[Required action] Look below for the line holding "Target: green foliage" and the line holding "Task: indicate every instance of the orange flag". Transcribe exactly those lines and all lines between them, nothing more.

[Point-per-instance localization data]
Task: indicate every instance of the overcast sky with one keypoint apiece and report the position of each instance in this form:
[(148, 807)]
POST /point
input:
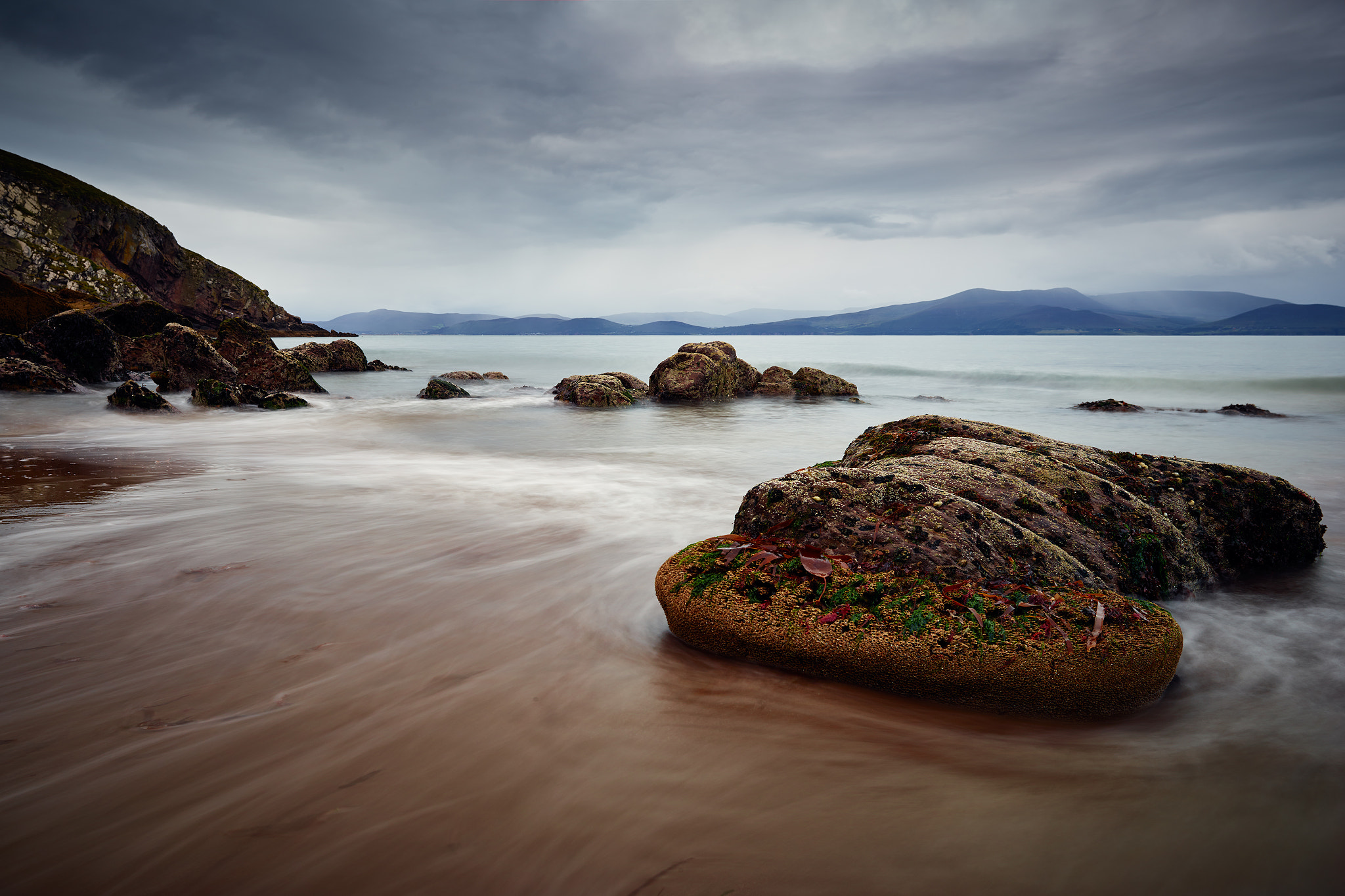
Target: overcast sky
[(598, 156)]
* * *
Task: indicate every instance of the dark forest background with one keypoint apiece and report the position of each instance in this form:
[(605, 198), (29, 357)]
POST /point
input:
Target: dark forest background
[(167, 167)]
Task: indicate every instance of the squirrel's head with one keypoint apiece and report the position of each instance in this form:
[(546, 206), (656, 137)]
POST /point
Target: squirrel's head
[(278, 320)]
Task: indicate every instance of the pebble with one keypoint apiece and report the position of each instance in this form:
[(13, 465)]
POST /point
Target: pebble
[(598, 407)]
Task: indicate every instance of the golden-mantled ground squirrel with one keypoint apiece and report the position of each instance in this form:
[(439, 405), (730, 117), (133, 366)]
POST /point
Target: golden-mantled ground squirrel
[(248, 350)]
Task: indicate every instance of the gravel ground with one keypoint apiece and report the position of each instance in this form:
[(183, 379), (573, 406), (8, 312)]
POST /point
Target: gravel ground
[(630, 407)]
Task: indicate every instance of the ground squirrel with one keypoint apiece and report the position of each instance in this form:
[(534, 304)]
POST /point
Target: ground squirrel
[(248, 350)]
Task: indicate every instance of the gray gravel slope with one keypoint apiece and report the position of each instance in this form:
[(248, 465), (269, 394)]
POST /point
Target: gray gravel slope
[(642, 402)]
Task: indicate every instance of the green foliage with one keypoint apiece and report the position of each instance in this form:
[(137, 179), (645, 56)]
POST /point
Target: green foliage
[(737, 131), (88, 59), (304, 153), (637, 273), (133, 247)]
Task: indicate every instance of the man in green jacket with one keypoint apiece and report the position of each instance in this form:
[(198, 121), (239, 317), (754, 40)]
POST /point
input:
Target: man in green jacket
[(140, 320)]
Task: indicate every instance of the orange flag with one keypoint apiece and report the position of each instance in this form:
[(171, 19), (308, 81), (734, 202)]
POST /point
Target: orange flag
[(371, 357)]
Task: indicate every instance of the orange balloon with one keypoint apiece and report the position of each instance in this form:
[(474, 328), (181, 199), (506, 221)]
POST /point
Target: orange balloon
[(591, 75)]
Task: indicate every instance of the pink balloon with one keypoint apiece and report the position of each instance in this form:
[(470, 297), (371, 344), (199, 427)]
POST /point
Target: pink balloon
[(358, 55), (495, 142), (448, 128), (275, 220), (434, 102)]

[Answer to the problem]
Target: green foliage
[(737, 131), (88, 59), (304, 153), (637, 273), (133, 247)]
Task: indicate every instance of the man in green jacket with one keypoint apiece and report the position of each instance in this form:
[(198, 121), (239, 317), (754, 40)]
POST /point
input:
Target: man in green jacket
[(140, 320)]
Task: indicate every instance of the orange flag with one keypoint apiece and report the position of each instance in this form:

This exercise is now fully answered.